[OBJECTIVE]
Repeat all entries exactly.

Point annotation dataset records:
_ _ _ _

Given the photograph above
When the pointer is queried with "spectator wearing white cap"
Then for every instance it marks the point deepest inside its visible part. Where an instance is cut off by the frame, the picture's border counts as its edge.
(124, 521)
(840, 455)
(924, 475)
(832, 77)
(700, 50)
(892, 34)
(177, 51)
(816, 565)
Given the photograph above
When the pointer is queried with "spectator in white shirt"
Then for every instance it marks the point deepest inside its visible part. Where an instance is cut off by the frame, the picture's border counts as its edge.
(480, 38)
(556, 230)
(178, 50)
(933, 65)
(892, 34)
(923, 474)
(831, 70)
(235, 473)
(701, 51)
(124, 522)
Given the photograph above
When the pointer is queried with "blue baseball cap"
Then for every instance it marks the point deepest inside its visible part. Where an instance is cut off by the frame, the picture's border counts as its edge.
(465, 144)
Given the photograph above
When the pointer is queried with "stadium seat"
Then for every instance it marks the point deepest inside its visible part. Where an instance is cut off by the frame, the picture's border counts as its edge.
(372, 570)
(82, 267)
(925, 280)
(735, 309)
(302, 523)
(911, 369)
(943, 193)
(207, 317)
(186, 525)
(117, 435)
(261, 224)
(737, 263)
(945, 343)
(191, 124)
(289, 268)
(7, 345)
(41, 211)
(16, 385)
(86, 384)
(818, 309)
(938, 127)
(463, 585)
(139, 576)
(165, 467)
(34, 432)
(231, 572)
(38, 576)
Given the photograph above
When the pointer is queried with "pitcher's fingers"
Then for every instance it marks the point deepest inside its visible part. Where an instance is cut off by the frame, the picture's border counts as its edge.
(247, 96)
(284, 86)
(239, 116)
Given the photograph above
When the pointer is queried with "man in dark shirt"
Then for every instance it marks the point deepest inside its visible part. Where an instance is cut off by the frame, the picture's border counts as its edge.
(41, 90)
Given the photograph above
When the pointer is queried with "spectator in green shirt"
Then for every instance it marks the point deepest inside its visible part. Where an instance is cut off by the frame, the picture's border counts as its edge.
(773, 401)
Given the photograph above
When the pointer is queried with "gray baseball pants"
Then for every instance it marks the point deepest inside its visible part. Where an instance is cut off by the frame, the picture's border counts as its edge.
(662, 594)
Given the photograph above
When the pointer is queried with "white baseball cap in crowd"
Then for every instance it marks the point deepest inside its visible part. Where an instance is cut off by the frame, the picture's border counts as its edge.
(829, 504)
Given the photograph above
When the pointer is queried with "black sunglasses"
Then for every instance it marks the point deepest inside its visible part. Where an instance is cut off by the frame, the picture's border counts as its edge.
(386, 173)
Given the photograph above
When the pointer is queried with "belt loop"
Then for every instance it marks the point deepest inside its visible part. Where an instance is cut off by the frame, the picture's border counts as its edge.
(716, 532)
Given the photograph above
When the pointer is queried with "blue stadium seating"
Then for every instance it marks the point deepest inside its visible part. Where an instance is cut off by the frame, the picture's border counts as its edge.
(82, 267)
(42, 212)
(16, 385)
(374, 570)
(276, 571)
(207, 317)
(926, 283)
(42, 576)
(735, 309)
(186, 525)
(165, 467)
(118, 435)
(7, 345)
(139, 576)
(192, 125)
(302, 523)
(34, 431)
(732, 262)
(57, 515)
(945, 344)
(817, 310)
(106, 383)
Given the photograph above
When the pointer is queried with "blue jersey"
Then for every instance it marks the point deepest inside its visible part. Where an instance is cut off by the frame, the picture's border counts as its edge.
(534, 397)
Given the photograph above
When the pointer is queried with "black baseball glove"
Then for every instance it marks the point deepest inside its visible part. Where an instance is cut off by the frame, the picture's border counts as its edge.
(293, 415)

_ _ _ _

[THE COMPLETED TASK]
Given the photograph above
When the pointer is queried with "spectator wearing white cap"
Then for every instance it marks the point deepest inside its visible part. Where an instance is cut off by the frame, the picture's border counts as its edge.
(124, 521)
(840, 455)
(924, 475)
(832, 77)
(700, 50)
(892, 34)
(177, 51)
(816, 565)
Given the photograph above
When the pointer is queried with "spectator in white shirt"
Then for every instance it marks the point deepest inside its visible part. Where an instance is cut off by the frame, the picture's border counts as its edge.
(480, 38)
(556, 230)
(178, 50)
(933, 65)
(892, 34)
(923, 474)
(831, 70)
(235, 473)
(701, 51)
(124, 522)
Given the photograph above
When the pointer is queried with "blue baseball cap"
Then for every instance it marks the point deepest inside its visible part. Where an instance is cut off by the frame, the picture's border counts as its edge.
(465, 144)
Given the photograph above
When the pointer is queried with "stadium seat"
Then for every instance it marks the point deepest inside its visible part. Where an instance is cut off by the frame, the picture's border counts as its edge.
(372, 570)
(82, 267)
(925, 280)
(735, 309)
(302, 523)
(911, 369)
(943, 193)
(207, 317)
(186, 525)
(117, 435)
(261, 224)
(737, 263)
(945, 343)
(191, 124)
(289, 268)
(7, 345)
(41, 211)
(16, 385)
(86, 384)
(818, 309)
(938, 127)
(463, 585)
(139, 576)
(165, 467)
(34, 432)
(231, 572)
(38, 576)
Given the photograph above
When the pointer is queried with "pitcher's fingers"
Then for every instance it marks the point deepest inside its visible part. Where an instance is cut off by the frame, the picture's border counts as its edge.
(247, 96)
(284, 86)
(239, 116)
Given the photograph above
When the pointer is queried with "man in dark shirt"
Then for every instance it marks the point deepest inside its visible part. Where an instance is cut off by the frame, the picture's border counts as its edge.
(41, 90)
Given the photograph above
When the pointer is queried with "spectator in green shirt"
Then for every instance it marks the point deepest inside its visible part. Where an instance is cut off by the frame, the picture's border counts as its edge.
(773, 401)
Given the photograph above
When the pointer is queried with "gray baseball pants"
Then for every instance it marks the point deepest inside its visible part. Where an instance is cut off by the frame, the picture's border counts as its edge.
(662, 594)
Given the photograph above
When the pointer is queried with "white baseball cap in crowd"
Then for every instance it marks the point deepest inside its visible part. Where an instance is cut off by the frame, the picture's border counts as its edge.
(829, 504)
Given the photograph above
When the pointer is queried with "black sunglasses"
Then for every instance it marks the point deepest inside its visible part. Where an instance is cut off by the frame, the picture's border counts as its edge.
(386, 173)
Given the photograph above
When the pointer is queried with "belt loop"
Then for every instance it marks the point deepest inside its visible part. Where an instance is cut off by the frame, the picture's border counts as its edge.
(716, 532)
Given the photograph above
When the pointer is queried with "blue stadium seating"
Then for every instance it marks the point deepest inside its visible part. Where an instance is cut off by the frame, the picture's border counts as its edge.
(82, 267)
(42, 212)
(16, 385)
(374, 570)
(276, 571)
(207, 317)
(926, 283)
(42, 576)
(735, 309)
(186, 525)
(165, 467)
(118, 435)
(7, 345)
(139, 576)
(192, 125)
(302, 523)
(34, 431)
(732, 262)
(57, 515)
(945, 344)
(817, 310)
(106, 383)
Given the photograph above
When the pointer is queried with "blue jersey"
Then for every instance it marks the point deepest inside its visible part. Where an instance is cut off by the frame, the picture's border counts as its edge.
(534, 397)
Given the photograph above
When the pointer is queried with "black baseball glove"
Then for every instance it marks the point deepest inside its visible part. Where an instance is cut off by the frame, the picture's border counts as its edge.
(293, 415)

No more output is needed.